[Start Records]
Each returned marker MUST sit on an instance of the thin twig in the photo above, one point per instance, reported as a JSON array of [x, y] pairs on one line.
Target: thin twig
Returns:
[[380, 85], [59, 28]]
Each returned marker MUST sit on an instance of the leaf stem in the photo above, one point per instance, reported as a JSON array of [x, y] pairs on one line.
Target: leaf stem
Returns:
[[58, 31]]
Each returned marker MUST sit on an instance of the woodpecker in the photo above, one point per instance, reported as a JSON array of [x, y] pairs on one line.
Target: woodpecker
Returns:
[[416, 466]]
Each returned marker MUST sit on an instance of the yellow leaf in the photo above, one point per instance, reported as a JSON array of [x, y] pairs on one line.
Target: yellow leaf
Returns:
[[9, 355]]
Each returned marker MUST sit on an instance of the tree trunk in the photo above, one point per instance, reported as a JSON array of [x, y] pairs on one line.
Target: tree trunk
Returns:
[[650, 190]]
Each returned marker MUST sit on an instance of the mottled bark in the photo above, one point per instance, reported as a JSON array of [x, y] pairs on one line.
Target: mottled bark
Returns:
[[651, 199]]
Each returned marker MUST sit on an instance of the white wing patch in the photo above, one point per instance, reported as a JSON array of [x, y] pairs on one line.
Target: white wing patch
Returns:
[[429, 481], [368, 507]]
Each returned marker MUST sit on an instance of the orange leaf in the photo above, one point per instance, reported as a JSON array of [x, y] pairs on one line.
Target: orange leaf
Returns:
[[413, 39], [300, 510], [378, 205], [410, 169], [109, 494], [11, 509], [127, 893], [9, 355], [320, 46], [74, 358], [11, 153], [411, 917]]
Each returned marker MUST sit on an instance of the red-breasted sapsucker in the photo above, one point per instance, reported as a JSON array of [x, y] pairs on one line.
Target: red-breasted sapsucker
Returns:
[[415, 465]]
[End Records]
*Requirement*.
Turn every line of the records above into a JSON list of strings, with one string per line and blank lines omitted.

*Answer to this problem*.
[
  "Each returned marker MUST sit on an instance of the thin twig in the photo above, one point per instance, reported as a JSON array of [x, y] pairs on one line.",
  "Target: thin twig",
  "Returns:",
  "[[380, 85], [59, 28]]",
  "Each returned marker MUST sit on an instance of the leaf stem in the photo above, one point per instance, reported as a JSON array of [x, y] pairs on one line.",
  "Target: leaf stem",
  "Returns:",
  "[[58, 31]]",
  "Each returned marker MUST sit on an instance of the woodpecker in the photo above, one point per instance, reported as a JSON array of [x, y] pairs on one line.",
  "Target: woodpecker",
  "Returns:",
  "[[416, 466]]",
  "Each returned marker MUST sit on an instance of the yellow leaf in the photo above, one point per instance, reported as a JSON array of [x, y] pairs on one line.",
  "Target: yellow leaf",
  "Returns:",
  "[[9, 355]]",
  "Each returned marker MUST sit on an instance of the tree trunk in the photo above, one point per instance, reported as a JSON array of [x, y] pairs on one line.",
  "Target: tree trunk",
  "Returns:",
  "[[650, 190]]",
  "Each returned marker MUST sit on an instance of the mottled bark in the photo above, one point per instance, reported as a JSON array of [x, y] pairs on one line.",
  "Target: mottled bark",
  "Returns:",
  "[[651, 199]]",
  "Each returned marker MUST sit on an instance of the white wing patch in the photo above, one point per instance, reported as a JSON array of [x, y] pairs on one line.",
  "Target: white wing patch",
  "Returns:",
  "[[429, 481], [368, 507]]",
  "Each returned marker MUST sit on an instance of the orange leaf in the photo above, one point per instance, reported as a JSON array of [x, y] pairs on one line.",
  "Target: orange leaf",
  "Returns:",
  "[[413, 39], [300, 510], [378, 205], [410, 169], [109, 494], [11, 509], [127, 893], [9, 355], [320, 46], [74, 358], [11, 153], [411, 917]]",
  "Each returned marker MUST sit on an instance of the red-breasted sapsucker in the photo above, one point per instance, reported as a JSON array of [x, y] pairs on one line.",
  "Target: red-breasted sapsucker",
  "Returns:",
  "[[415, 465]]"
]